*Task objective*. From the records below, print exactly the lines starting at the one containing "Mark one point on each instance of the green leafy" and ending at the one containing "Mark one point on each instance of the flower", ends included, and nothing else.

*Information shown*.
# # # # #

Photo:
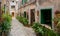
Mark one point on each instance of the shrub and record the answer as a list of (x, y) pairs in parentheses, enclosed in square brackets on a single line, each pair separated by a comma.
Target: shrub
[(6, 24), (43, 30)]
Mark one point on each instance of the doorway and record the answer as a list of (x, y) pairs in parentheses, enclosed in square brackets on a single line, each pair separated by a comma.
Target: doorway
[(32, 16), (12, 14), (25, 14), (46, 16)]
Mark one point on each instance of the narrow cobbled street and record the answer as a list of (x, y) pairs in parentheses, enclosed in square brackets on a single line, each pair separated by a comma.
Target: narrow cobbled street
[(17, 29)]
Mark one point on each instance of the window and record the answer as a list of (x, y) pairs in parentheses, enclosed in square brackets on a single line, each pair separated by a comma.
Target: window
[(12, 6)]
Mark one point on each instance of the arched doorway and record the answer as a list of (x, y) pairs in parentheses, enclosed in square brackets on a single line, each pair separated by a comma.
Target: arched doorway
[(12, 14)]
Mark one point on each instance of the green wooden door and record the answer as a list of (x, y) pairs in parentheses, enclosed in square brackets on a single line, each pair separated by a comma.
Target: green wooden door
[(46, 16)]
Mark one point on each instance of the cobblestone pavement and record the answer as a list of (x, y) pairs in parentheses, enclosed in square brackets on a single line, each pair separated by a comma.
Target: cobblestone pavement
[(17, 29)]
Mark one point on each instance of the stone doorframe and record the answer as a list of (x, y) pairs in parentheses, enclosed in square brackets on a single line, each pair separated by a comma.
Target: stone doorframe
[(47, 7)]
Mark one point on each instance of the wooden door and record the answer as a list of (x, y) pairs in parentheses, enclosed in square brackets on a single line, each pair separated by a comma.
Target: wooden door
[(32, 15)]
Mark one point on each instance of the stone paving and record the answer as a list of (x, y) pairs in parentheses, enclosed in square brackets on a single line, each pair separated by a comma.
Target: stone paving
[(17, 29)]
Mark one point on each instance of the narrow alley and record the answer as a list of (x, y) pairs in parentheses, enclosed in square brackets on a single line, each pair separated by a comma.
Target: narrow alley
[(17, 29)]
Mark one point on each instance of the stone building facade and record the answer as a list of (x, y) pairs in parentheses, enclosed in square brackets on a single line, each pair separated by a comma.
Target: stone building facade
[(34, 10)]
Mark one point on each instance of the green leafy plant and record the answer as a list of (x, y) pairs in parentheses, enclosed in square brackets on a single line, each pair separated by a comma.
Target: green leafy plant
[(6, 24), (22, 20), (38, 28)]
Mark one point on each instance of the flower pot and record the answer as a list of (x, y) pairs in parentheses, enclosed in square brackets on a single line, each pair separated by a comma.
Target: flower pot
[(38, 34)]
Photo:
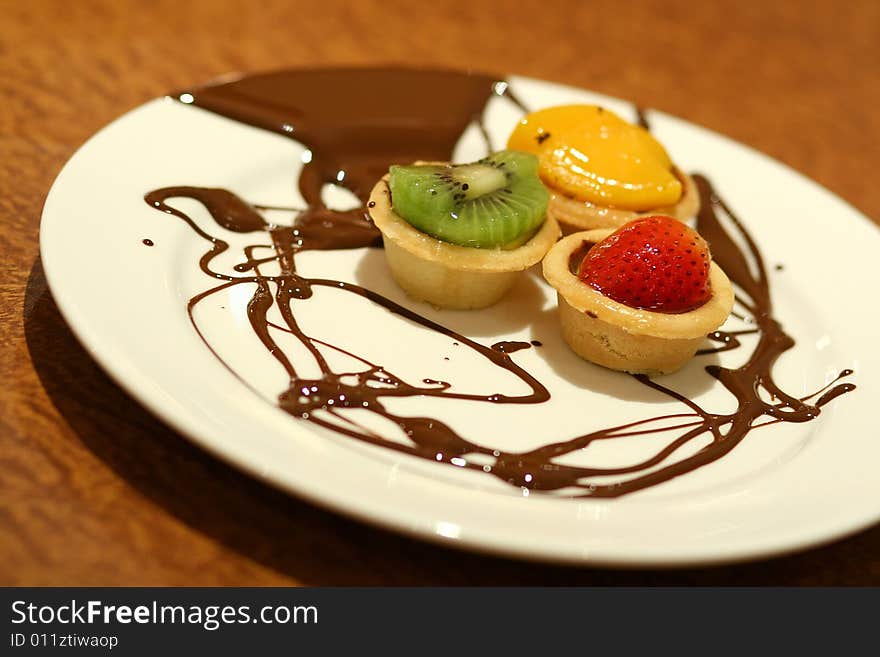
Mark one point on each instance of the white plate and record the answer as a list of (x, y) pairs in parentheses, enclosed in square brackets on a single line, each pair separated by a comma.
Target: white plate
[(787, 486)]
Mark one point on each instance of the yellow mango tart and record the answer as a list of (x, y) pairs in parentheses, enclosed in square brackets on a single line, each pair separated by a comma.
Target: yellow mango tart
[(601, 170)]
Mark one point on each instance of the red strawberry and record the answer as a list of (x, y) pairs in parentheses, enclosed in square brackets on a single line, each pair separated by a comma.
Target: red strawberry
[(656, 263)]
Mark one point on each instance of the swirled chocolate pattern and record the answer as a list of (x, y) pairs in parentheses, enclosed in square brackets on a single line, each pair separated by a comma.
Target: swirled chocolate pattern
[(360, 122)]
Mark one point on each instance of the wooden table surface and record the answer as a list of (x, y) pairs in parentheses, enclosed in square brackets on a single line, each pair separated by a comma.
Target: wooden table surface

# # # # #

*Output of the task*.
Mark one point on each instance of the green leafy plant and record the answer as a list of (x, y) pairs in parentheses, enclosed in square brackets on a single line, each pair separated by a comma.
Target: green leafy plant
[(6, 24), (22, 20), (38, 28)]
Mark one point on each instance of the flower pot and record the answer as a list of (x, y) pairs in parentheses, enclosed in square brackets on a single line, each pair separated by a comma.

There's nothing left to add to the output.